Each of the entries should be retyped precisely as it appears.
___
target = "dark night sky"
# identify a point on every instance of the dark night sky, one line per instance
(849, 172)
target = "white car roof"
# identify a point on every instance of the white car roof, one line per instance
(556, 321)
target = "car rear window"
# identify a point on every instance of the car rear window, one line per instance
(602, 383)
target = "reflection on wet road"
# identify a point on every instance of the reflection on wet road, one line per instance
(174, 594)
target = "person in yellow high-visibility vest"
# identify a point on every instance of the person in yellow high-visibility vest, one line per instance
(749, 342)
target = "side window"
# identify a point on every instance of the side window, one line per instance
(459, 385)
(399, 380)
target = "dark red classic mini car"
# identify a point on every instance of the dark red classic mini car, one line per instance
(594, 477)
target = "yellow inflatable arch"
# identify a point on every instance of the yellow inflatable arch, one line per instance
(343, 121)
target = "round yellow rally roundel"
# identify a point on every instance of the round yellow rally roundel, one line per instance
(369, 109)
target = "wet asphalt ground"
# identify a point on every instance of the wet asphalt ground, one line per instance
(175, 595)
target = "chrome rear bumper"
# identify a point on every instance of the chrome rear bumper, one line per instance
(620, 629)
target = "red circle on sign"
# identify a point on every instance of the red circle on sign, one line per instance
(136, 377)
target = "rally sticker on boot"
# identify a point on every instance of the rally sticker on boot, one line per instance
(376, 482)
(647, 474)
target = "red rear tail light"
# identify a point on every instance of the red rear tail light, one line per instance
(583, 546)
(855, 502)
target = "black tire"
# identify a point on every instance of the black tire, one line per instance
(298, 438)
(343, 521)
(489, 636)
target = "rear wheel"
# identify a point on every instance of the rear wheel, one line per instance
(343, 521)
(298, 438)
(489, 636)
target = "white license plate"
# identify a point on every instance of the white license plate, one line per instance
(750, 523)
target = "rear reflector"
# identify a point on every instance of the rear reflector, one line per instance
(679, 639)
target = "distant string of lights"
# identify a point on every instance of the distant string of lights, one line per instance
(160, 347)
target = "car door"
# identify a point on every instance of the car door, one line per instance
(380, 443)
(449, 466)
___
**Result below**.
target = "dark night sky"
# identify a point on every instance of the dark night sky, one line per instance
(849, 172)
target = "white car roof"
# identify a point on every instance of the white car roof, one line per instance
(556, 321)
target = "car rear window"
# identify a point on every instance of the car rear window, one line per instance
(602, 383)
target = "reflection on wet road"
# identify a point on every instance of the reflection on wet road, one line per instance
(174, 594)
target = "person in yellow high-visibility vest"
# identify a point on every instance of the person in yellow high-visibility vest, one line per instance
(749, 342)
target = "side window"
# identify a point on every instance of the side window, one line per instance
(459, 385)
(399, 380)
target = "dark red classic mini car"
# identify a point on every instance of the dark red classic mini car, one line per instance
(594, 477)
target = "yellow inflatable arch"
# identify a point on every instance of the yellow inflatable arch, one line per instance
(343, 121)
target = "round yellow rally roundel"
# identify a point on every instance of the round yellow rally roundel, one line per instance
(369, 109)
target = "wet asphalt ground"
# identify a point on every instance of the wet asphalt ground, one line per instance
(175, 595)
target = "chrome rear bumper"
# identify a point on every instance of the chrome rear bumper, one line per instance
(620, 629)
target = "red circle on sign"
# identify a point on every instance of the red circle on sign, one line per instance
(136, 377)
target = "rally sticker on boot"
# identify a point on every instance of the rally sticker on boot, one line per instance
(376, 482)
(647, 474)
target = "red rear tail light"
# identify a point on every instance of the red rear tail light, one line per instance
(583, 546)
(855, 502)
target = "black tire"
# identify a point on every instance of the black tire, one line per instance
(298, 438)
(343, 521)
(489, 636)
target = "rear wheel"
# identify a point on every instance of the rear wheel, one line per instance
(343, 521)
(298, 438)
(489, 636)
target = "white license plate"
# identify a point on every instance of the white license plate, one line per instance
(750, 523)
target = "rear reflector"
# identify a point on every instance of the rear reflector, one line per instance
(679, 639)
target = "distant string of lights"
# identify a point on every instance of the distant string of lights, one line per instance
(160, 347)
target = "car door"
# identify a point on every instance of the car door, one line per instance
(380, 443)
(449, 466)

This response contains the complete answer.